▶ _SHORT PROBLEM_: Turn every line of the listing below into a numbered list, leaving out any blank lines.

▶ _ITEMS_:

★ ★ ★

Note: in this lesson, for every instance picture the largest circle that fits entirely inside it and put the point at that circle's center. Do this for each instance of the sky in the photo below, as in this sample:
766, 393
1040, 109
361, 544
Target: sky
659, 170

★ ★ ★

▶ _REPLY_:
1. Note: in this lesson, for every instance picture the largest circle that fits entirely inside it and put the point at that circle's center. Do this for each instance of the sky in the photo below, as in this sample:
2. 766, 393
3. 1040, 109
4. 361, 544
5. Target: sky
6. 659, 170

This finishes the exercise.